→ YOUR TASK
The response must consist of the lines below from the one with "Target: sunflower facing away" through the one with "Target: large sunflower", exactly as they appear and with both ends kept.

┄┄┄┄┄┄┄┄┄┄

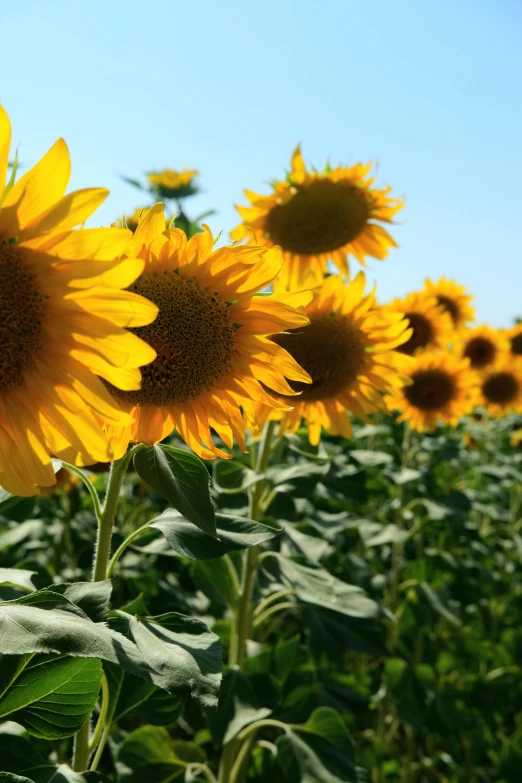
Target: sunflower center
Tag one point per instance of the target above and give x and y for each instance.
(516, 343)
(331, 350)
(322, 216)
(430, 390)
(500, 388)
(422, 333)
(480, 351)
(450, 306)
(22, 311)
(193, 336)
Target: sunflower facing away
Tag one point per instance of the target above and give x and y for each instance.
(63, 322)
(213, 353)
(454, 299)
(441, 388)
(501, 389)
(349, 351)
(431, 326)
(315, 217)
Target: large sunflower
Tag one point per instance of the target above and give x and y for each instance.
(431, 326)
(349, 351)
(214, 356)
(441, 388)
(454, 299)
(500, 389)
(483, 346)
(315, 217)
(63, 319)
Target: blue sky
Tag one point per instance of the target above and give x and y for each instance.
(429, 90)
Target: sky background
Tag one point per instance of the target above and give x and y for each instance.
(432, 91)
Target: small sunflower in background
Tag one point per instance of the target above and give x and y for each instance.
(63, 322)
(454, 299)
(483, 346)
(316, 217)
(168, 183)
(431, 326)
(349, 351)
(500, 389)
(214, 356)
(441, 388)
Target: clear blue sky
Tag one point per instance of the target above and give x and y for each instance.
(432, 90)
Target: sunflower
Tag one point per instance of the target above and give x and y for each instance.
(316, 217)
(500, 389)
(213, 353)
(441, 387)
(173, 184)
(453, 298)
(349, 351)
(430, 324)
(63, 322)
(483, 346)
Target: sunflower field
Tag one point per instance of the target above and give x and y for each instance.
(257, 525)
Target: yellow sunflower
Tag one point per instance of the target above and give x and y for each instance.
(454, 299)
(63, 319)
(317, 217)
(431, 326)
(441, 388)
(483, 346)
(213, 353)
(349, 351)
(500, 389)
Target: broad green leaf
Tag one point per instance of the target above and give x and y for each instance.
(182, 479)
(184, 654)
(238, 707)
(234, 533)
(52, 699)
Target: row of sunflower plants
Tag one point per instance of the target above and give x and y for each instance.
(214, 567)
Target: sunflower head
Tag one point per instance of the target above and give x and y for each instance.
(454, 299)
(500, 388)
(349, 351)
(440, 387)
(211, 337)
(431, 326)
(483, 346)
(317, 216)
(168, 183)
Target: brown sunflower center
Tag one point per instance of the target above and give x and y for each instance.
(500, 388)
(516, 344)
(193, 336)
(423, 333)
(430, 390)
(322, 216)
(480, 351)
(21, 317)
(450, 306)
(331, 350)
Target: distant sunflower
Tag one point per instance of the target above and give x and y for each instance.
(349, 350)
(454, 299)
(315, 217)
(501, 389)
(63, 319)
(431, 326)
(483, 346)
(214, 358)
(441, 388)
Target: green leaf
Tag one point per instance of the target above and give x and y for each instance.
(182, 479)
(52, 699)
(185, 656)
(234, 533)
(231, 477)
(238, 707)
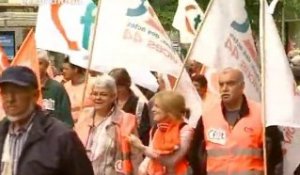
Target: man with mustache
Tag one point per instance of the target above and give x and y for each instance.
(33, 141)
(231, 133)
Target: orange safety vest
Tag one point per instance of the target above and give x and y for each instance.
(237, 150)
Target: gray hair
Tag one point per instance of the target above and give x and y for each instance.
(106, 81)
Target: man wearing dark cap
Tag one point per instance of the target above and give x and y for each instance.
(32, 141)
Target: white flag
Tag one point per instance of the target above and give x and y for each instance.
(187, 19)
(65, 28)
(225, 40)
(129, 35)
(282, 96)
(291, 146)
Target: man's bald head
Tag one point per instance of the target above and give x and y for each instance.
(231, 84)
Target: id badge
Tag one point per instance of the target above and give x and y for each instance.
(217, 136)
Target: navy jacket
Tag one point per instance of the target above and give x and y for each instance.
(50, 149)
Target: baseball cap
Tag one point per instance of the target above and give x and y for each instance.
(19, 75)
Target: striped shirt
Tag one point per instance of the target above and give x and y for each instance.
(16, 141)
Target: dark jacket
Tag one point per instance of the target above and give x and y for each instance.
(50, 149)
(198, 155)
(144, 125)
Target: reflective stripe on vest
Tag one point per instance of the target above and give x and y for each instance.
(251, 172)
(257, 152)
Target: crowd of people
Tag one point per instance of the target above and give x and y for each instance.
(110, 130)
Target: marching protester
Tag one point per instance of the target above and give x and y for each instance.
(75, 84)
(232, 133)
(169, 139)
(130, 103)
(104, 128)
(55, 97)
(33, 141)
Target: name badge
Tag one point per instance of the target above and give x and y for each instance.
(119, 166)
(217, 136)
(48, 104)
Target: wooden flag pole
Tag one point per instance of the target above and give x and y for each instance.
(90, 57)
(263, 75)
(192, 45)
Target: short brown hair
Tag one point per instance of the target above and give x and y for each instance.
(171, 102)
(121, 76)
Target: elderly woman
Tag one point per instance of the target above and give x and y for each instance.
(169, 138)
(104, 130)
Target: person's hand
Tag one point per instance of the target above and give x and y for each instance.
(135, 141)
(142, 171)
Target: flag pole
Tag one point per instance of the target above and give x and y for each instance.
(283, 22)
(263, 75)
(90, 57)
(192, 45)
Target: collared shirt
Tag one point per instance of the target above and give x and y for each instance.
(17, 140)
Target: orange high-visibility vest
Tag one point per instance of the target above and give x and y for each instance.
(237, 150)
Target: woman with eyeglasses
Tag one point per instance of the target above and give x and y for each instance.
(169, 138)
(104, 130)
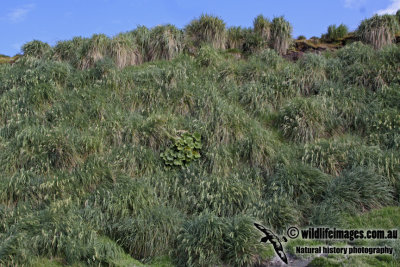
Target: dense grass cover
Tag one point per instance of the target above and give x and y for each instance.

┄┄┄┄┄┄┄┄┄┄

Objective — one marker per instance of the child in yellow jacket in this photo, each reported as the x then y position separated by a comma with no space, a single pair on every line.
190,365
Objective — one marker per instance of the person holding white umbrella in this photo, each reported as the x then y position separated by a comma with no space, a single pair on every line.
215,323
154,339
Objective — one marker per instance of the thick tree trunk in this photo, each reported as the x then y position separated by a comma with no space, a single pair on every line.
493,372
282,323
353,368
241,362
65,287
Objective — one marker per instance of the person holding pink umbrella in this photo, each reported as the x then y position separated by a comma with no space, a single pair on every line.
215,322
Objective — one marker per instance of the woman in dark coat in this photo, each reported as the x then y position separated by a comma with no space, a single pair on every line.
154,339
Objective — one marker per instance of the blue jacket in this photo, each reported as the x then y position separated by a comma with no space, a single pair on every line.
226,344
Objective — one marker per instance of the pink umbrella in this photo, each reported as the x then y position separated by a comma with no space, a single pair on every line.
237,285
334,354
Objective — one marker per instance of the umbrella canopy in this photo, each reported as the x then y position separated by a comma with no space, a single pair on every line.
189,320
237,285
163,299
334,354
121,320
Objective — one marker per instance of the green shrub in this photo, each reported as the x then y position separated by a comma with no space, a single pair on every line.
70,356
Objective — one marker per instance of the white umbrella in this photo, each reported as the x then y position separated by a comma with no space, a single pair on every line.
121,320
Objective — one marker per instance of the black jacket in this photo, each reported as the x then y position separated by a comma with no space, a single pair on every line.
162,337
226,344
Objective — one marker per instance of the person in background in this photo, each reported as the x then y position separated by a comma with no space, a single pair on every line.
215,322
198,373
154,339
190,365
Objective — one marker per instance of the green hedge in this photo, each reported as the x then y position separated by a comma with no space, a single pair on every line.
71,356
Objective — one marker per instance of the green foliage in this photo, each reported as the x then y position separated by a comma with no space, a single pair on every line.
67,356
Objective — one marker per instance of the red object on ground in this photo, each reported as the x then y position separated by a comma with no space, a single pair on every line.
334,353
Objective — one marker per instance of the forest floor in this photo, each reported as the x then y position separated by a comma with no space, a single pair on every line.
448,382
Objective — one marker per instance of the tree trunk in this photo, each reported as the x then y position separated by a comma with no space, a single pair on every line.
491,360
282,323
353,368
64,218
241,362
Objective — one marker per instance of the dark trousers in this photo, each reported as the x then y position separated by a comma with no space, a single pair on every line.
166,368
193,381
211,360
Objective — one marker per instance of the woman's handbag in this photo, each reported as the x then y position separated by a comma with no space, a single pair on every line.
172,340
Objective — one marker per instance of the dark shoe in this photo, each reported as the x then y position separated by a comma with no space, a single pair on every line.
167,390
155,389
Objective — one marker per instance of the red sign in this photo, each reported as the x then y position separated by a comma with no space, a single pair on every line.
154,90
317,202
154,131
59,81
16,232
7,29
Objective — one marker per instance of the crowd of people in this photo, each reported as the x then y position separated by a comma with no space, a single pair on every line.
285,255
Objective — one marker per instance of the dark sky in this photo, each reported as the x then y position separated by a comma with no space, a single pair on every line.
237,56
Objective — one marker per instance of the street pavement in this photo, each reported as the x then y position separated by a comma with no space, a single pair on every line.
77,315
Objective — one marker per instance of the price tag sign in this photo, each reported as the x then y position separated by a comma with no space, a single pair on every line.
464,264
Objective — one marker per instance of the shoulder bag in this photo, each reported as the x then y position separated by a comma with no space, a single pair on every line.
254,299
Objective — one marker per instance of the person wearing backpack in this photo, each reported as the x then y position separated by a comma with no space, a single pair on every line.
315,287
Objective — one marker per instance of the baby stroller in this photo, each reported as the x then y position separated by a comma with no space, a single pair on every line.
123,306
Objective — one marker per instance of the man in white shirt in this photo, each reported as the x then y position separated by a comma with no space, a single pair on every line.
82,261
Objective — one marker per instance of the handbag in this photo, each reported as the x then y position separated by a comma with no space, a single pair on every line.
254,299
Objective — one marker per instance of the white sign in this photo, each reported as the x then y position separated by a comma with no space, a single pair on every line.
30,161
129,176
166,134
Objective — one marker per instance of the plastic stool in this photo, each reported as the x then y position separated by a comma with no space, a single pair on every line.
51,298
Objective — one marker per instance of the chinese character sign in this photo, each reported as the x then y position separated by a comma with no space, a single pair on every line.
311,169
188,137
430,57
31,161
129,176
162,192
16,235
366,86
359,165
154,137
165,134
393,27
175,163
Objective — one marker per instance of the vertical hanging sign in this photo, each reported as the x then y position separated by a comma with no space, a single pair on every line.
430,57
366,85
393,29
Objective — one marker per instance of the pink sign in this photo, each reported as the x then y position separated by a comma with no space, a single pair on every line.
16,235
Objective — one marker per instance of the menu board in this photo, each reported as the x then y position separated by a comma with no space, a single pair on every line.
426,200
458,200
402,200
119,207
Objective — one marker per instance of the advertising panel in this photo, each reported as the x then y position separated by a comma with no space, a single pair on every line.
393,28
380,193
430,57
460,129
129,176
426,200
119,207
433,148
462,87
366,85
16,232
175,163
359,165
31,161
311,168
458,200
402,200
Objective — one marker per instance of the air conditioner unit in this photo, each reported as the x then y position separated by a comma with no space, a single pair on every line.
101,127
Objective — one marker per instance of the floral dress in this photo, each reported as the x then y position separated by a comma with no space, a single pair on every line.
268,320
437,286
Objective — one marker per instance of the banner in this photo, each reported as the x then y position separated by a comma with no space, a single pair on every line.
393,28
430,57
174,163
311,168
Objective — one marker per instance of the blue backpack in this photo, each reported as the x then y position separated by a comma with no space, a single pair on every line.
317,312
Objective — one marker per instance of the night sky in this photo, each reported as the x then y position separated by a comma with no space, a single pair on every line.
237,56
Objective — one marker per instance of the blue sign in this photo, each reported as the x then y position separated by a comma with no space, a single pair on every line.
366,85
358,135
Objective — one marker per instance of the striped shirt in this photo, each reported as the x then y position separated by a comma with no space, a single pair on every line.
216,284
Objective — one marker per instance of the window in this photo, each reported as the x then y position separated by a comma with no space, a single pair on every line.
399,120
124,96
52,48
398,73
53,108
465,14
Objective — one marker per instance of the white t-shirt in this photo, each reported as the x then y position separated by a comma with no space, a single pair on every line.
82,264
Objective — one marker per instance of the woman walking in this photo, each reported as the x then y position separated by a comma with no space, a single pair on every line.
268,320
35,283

┄┄┄┄┄┄┄┄┄┄

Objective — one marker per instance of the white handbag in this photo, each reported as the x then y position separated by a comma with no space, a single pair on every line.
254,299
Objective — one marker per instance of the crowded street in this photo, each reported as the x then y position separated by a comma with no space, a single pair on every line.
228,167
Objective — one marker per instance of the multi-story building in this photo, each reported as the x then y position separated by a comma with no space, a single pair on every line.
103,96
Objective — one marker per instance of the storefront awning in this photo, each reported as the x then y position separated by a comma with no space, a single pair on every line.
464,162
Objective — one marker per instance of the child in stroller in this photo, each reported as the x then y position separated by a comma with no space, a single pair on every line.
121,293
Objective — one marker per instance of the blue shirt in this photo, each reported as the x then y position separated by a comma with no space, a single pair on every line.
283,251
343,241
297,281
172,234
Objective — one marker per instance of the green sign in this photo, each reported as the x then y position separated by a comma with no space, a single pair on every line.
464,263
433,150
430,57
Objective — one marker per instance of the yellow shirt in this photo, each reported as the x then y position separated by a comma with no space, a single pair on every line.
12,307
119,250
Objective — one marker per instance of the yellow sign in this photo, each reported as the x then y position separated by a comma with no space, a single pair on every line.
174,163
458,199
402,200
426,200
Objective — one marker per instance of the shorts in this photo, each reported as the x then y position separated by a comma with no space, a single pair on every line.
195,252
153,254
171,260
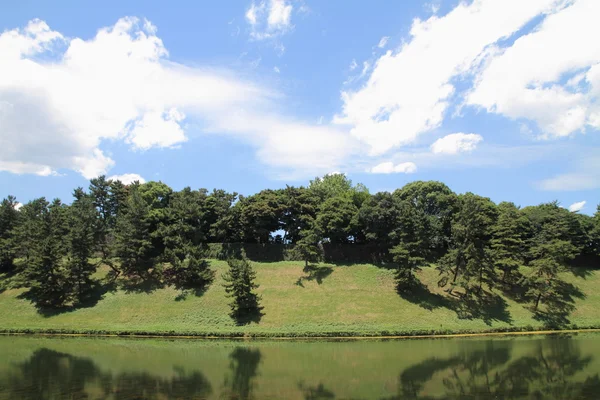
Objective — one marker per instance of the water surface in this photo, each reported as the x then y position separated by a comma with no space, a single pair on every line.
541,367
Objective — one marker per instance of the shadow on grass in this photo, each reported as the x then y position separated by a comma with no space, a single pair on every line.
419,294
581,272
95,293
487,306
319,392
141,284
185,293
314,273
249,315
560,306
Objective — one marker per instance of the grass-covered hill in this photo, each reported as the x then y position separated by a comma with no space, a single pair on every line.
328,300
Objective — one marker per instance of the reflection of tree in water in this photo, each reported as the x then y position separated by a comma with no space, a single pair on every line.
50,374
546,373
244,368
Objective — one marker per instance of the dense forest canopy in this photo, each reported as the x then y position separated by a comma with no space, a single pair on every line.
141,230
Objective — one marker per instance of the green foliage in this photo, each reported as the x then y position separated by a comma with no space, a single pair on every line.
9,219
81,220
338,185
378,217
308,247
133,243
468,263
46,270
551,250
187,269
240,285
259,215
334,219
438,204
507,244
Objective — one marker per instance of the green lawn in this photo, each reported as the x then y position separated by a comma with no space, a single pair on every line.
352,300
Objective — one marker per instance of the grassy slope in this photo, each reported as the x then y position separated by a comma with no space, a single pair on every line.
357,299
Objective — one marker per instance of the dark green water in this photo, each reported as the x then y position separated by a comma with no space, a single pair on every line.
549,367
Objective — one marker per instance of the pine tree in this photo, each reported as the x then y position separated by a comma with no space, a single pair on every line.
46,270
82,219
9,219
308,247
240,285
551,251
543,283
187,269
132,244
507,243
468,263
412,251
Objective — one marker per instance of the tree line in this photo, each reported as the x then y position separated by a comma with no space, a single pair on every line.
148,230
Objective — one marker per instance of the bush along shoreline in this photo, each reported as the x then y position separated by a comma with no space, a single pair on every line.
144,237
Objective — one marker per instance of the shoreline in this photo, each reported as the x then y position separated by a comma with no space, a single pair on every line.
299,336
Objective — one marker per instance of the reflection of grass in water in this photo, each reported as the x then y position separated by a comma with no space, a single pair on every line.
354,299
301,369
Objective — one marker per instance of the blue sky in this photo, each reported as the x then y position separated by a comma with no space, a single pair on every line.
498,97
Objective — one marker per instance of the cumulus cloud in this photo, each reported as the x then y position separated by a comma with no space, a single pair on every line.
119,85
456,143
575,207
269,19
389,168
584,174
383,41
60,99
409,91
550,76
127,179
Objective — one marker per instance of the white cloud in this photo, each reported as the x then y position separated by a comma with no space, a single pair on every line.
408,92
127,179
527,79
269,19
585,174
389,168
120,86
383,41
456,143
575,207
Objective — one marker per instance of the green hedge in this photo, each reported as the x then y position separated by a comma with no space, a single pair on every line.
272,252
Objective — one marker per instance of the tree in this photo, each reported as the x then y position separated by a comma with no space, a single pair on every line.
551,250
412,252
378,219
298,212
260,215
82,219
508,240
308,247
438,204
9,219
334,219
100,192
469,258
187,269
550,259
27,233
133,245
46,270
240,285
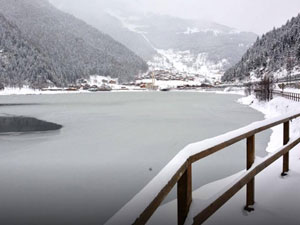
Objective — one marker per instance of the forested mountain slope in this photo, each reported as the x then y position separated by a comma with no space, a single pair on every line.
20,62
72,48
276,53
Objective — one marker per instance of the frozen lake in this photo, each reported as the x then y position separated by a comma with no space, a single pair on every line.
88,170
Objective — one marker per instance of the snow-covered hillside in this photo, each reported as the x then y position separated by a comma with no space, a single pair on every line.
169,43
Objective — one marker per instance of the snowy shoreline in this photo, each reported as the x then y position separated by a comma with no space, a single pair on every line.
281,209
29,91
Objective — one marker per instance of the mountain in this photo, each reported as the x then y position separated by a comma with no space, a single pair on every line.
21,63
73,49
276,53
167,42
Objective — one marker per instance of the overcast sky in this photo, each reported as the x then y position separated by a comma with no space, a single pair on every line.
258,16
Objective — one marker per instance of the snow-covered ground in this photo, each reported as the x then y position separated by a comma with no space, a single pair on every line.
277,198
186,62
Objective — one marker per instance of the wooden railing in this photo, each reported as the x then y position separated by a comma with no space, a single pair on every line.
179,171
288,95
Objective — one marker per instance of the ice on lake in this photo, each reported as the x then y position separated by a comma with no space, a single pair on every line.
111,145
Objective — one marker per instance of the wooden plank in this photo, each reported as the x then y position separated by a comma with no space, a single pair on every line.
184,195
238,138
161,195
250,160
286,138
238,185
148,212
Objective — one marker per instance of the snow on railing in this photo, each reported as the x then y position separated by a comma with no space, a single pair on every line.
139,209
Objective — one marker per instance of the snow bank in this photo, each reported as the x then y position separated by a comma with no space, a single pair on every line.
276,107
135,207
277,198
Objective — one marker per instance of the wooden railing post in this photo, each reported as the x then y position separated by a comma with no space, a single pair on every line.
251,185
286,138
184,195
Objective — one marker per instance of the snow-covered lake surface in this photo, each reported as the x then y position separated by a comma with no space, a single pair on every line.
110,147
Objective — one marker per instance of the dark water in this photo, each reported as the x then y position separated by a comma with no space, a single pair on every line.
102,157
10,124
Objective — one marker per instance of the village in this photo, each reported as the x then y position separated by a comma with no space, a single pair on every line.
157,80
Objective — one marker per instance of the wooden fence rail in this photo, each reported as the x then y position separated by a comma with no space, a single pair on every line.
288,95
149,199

┄┄┄┄┄┄┄┄┄┄

→ YOUR RESPONSE
Target: sunflower facing away
Tag one point per instance of the target above and give x and y for each instance.
(63, 322)
(213, 353)
(454, 299)
(441, 388)
(501, 389)
(349, 351)
(431, 326)
(315, 217)
Target: large sunflower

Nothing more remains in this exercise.